● Problem to solve
Only the run of lines from the one containing "to locate brown" through the last line should be returned, exactly as written.
---
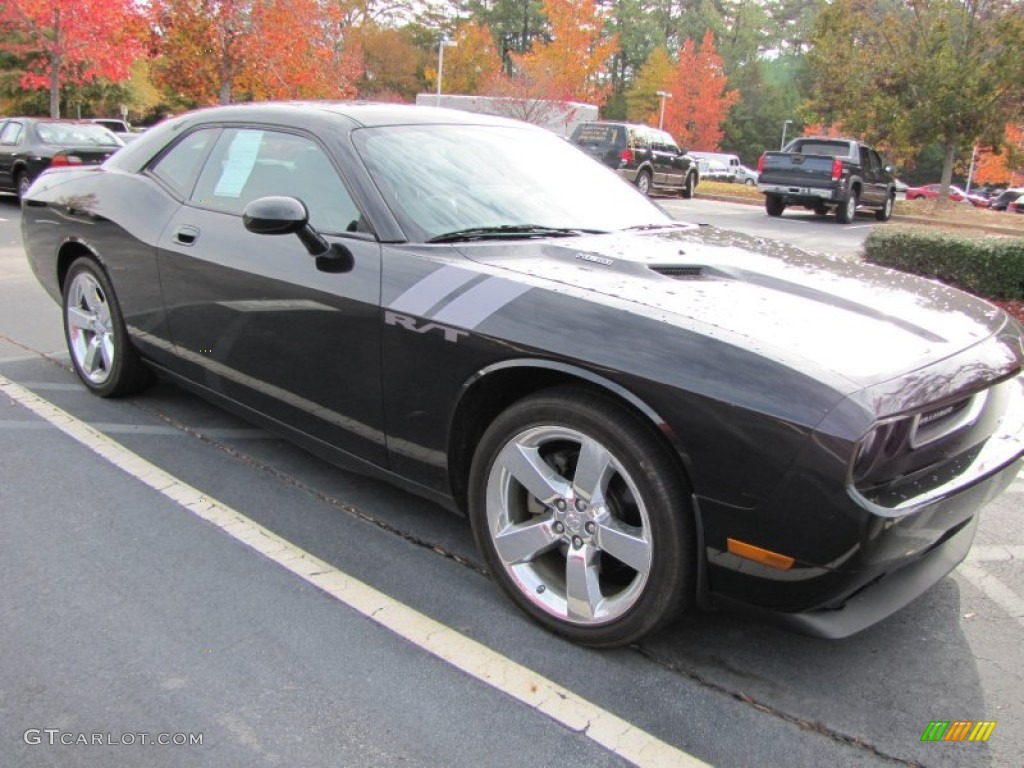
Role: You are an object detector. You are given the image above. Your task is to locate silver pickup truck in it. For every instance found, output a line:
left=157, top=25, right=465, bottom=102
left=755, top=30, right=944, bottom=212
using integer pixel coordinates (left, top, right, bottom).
left=758, top=136, right=896, bottom=224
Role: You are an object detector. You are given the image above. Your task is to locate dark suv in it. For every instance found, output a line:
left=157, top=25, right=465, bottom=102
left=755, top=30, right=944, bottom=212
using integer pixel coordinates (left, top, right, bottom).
left=569, top=122, right=699, bottom=198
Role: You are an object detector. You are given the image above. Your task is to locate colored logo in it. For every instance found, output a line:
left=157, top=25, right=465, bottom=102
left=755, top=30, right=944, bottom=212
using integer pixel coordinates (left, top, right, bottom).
left=921, top=720, right=995, bottom=741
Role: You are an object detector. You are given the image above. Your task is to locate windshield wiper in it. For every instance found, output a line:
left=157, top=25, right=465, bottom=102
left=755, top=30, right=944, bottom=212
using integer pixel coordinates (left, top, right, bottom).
left=427, top=224, right=605, bottom=243
left=623, top=221, right=689, bottom=232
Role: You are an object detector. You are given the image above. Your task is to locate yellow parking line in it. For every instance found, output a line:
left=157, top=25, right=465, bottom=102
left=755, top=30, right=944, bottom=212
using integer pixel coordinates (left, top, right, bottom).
left=0, top=376, right=708, bottom=768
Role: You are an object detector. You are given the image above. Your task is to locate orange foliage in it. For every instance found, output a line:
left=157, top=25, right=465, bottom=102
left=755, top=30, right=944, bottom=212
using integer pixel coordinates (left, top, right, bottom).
left=151, top=0, right=362, bottom=104
left=0, top=0, right=146, bottom=94
left=974, top=125, right=1024, bottom=186
left=665, top=30, right=739, bottom=150
left=512, top=0, right=618, bottom=105
left=423, top=22, right=502, bottom=95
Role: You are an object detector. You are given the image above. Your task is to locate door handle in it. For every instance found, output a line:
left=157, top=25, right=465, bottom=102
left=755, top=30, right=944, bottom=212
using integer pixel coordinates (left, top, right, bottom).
left=173, top=224, right=199, bottom=246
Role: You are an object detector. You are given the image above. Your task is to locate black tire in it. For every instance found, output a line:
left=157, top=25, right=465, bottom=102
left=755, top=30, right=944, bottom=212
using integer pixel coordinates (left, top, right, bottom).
left=874, top=195, right=896, bottom=221
left=836, top=189, right=859, bottom=224
left=62, top=257, right=153, bottom=397
left=679, top=171, right=697, bottom=200
left=636, top=171, right=650, bottom=196
left=469, top=387, right=695, bottom=648
left=14, top=171, right=32, bottom=200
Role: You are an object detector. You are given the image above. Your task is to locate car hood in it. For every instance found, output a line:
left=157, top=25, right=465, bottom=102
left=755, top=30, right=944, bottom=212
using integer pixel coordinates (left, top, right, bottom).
left=460, top=226, right=1006, bottom=386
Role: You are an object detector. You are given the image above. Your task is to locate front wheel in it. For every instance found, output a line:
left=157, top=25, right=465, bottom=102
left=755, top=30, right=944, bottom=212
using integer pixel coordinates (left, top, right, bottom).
left=874, top=195, right=894, bottom=221
left=63, top=258, right=151, bottom=397
left=679, top=173, right=697, bottom=200
left=637, top=171, right=650, bottom=195
left=469, top=387, right=694, bottom=647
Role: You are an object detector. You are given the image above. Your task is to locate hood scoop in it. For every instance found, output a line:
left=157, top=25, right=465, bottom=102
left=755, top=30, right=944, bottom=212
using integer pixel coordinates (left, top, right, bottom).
left=650, top=264, right=707, bottom=280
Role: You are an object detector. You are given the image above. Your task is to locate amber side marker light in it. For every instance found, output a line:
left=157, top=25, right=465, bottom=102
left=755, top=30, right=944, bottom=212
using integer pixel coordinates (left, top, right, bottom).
left=725, top=539, right=796, bottom=570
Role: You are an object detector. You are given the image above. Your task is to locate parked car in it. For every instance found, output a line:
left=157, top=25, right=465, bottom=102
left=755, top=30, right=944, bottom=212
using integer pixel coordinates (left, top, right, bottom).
left=569, top=122, right=700, bottom=198
left=988, top=186, right=1024, bottom=211
left=906, top=184, right=988, bottom=208
left=23, top=102, right=1024, bottom=647
left=697, top=160, right=736, bottom=184
left=89, top=118, right=141, bottom=142
left=0, top=118, right=124, bottom=197
left=735, top=165, right=758, bottom=186
left=758, top=136, right=896, bottom=224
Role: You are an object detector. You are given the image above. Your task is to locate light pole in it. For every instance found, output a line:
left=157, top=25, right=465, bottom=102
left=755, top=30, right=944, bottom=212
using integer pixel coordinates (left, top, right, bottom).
left=657, top=91, right=672, bottom=131
left=778, top=120, right=793, bottom=150
left=437, top=35, right=456, bottom=106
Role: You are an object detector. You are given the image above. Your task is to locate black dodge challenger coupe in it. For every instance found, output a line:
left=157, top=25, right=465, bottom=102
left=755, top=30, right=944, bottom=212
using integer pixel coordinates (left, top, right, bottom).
left=23, top=103, right=1024, bottom=647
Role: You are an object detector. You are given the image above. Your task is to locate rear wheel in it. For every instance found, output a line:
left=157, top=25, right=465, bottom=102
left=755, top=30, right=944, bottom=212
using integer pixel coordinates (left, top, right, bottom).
left=63, top=258, right=151, bottom=397
left=469, top=387, right=694, bottom=647
left=836, top=189, right=858, bottom=224
left=874, top=195, right=894, bottom=221
left=637, top=171, right=650, bottom=195
left=15, top=171, right=32, bottom=200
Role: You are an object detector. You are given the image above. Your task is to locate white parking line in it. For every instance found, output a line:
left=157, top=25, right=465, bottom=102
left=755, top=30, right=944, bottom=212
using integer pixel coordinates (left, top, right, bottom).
left=956, top=561, right=1024, bottom=627
left=967, top=544, right=1024, bottom=564
left=0, top=376, right=708, bottom=768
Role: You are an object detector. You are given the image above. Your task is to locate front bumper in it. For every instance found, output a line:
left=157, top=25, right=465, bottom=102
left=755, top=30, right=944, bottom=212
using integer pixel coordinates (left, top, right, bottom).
left=698, top=375, right=1024, bottom=638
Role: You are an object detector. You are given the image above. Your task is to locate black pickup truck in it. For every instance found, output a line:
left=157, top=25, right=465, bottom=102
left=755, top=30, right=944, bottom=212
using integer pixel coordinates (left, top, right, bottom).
left=758, top=136, right=896, bottom=224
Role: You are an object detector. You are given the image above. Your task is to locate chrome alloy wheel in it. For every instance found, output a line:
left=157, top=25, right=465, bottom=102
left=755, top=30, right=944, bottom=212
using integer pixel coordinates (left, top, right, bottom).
left=486, top=426, right=652, bottom=626
left=65, top=271, right=117, bottom=385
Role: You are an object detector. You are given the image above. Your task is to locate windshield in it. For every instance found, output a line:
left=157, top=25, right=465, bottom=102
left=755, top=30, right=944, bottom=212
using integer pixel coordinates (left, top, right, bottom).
left=36, top=123, right=123, bottom=146
left=355, top=125, right=672, bottom=242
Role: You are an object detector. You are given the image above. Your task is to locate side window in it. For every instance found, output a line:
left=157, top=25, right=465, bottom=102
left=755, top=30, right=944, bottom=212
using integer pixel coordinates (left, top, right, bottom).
left=630, top=125, right=650, bottom=150
left=191, top=128, right=366, bottom=232
left=150, top=128, right=220, bottom=198
left=0, top=123, right=22, bottom=146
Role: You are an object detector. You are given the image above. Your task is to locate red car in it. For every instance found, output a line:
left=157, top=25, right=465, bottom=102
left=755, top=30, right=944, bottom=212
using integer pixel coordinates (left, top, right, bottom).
left=906, top=184, right=988, bottom=208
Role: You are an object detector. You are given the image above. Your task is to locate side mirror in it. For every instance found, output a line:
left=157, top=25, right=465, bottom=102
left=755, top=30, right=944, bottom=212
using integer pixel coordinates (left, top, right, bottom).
left=242, top=197, right=355, bottom=272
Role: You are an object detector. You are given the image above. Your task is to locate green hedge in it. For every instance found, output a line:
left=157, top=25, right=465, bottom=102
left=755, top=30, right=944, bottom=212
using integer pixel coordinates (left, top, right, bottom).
left=864, top=224, right=1024, bottom=299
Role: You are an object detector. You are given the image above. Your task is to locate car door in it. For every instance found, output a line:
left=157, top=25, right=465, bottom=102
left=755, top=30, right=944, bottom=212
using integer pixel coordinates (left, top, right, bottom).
left=0, top=120, right=25, bottom=189
left=651, top=131, right=683, bottom=186
left=860, top=146, right=886, bottom=206
left=159, top=126, right=385, bottom=465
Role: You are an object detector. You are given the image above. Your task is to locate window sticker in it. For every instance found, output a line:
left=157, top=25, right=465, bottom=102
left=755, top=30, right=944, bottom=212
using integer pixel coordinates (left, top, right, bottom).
left=213, top=131, right=263, bottom=198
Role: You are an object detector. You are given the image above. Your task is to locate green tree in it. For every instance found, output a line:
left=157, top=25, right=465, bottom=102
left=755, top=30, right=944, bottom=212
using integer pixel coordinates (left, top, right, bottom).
left=809, top=0, right=1024, bottom=196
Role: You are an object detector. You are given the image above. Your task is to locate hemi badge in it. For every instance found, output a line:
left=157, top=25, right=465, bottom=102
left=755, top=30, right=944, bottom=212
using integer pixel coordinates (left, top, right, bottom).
left=577, top=253, right=615, bottom=266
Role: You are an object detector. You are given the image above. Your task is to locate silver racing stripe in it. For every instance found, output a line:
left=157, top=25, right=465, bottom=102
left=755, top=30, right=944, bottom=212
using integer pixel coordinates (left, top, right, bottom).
left=430, top=278, right=530, bottom=329
left=388, top=266, right=479, bottom=317
left=387, top=266, right=530, bottom=330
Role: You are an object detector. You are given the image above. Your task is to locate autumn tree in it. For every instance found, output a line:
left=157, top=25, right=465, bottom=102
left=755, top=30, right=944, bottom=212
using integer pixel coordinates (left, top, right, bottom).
left=626, top=48, right=676, bottom=125
left=0, top=0, right=144, bottom=118
left=810, top=0, right=1024, bottom=201
left=347, top=22, right=424, bottom=101
left=974, top=124, right=1024, bottom=185
left=151, top=0, right=362, bottom=105
left=512, top=0, right=618, bottom=104
left=423, top=22, right=502, bottom=95
left=665, top=31, right=739, bottom=151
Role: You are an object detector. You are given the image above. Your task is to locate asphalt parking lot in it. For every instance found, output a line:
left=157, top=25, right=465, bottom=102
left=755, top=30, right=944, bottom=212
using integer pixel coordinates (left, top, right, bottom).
left=0, top=199, right=1024, bottom=766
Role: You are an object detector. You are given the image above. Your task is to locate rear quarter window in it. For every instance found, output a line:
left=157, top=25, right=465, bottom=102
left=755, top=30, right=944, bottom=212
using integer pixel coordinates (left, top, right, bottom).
left=572, top=123, right=621, bottom=146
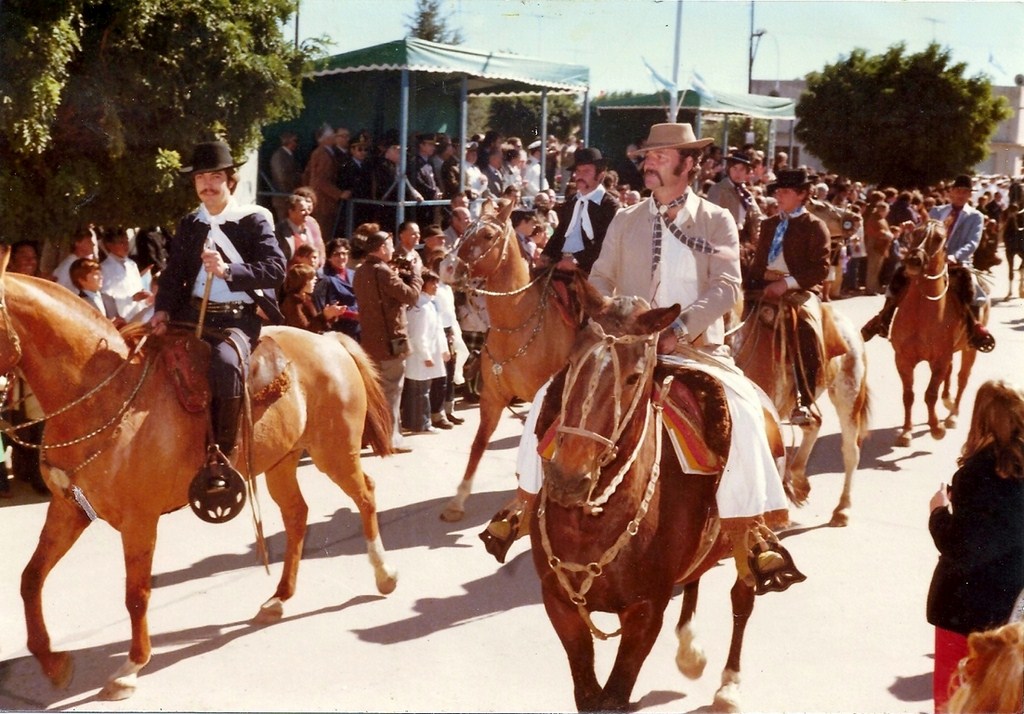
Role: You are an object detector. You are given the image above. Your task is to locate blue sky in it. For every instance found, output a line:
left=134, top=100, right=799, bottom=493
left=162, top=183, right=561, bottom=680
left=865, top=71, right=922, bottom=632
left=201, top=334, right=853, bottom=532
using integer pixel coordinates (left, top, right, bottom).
left=285, top=0, right=1024, bottom=95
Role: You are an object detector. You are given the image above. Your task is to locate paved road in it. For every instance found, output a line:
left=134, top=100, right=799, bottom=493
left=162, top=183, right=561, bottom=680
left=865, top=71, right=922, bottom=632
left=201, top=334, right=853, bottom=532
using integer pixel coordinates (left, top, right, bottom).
left=0, top=255, right=1024, bottom=712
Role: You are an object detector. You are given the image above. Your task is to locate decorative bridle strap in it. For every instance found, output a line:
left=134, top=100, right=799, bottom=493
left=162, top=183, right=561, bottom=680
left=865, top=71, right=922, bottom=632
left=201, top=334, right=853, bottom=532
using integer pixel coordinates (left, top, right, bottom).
left=537, top=376, right=673, bottom=640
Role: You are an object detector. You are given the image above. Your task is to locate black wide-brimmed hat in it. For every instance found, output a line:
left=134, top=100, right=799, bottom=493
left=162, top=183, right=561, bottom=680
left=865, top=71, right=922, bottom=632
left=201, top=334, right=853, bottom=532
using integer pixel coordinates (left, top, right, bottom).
left=767, top=169, right=811, bottom=196
left=180, top=141, right=245, bottom=174
left=949, top=173, right=974, bottom=188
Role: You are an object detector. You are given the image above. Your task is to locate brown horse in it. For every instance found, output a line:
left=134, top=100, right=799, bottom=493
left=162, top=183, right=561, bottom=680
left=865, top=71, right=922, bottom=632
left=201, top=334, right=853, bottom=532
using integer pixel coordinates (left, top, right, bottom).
left=0, top=260, right=396, bottom=699
left=732, top=302, right=870, bottom=526
left=530, top=286, right=755, bottom=711
left=889, top=220, right=988, bottom=447
left=440, top=200, right=578, bottom=521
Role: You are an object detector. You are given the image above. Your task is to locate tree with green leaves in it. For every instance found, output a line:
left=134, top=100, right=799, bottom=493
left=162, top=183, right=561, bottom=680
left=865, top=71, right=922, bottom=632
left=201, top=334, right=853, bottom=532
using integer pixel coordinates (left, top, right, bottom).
left=0, top=0, right=319, bottom=242
left=406, top=0, right=462, bottom=45
left=796, top=43, right=1010, bottom=187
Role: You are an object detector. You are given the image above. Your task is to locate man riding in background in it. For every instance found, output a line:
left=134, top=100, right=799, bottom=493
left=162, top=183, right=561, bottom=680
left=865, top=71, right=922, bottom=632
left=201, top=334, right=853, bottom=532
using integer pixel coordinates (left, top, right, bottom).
left=150, top=141, right=285, bottom=493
---
● Answer
Role: You are an object detector. You are given the image above. Your task is to locate brown horse in it. For every instance found, output a line:
left=134, top=100, right=799, bottom=493
left=162, top=183, right=561, bottom=680
left=865, top=71, right=922, bottom=632
left=201, top=334, right=853, bottom=532
using integer pixel coordinates (left, top, right, bottom).
left=0, top=260, right=396, bottom=699
left=732, top=302, right=870, bottom=526
left=530, top=286, right=755, bottom=711
left=889, top=220, right=988, bottom=447
left=440, top=200, right=578, bottom=521
Role: You are an object detector. You are given the image above. Your task is to locate tree with green leaves in it. For every instance found, output a line:
left=134, top=100, right=799, bottom=493
left=162, top=183, right=561, bottom=680
left=865, top=71, right=922, bottom=632
left=201, top=334, right=853, bottom=532
using integer pixel coordinates (left, top, right, bottom).
left=0, top=0, right=319, bottom=242
left=406, top=0, right=462, bottom=45
left=796, top=43, right=1010, bottom=187
Role: You are an object detector. You are given the image above. Your task is to locate man riding in background in it. For every instance found, output a line:
left=134, top=100, right=799, bottom=493
left=162, top=183, right=561, bottom=680
left=865, top=71, right=922, bottom=632
left=201, top=334, right=853, bottom=532
using integer pixel coordinates (left, top, right, bottom).
left=150, top=141, right=285, bottom=493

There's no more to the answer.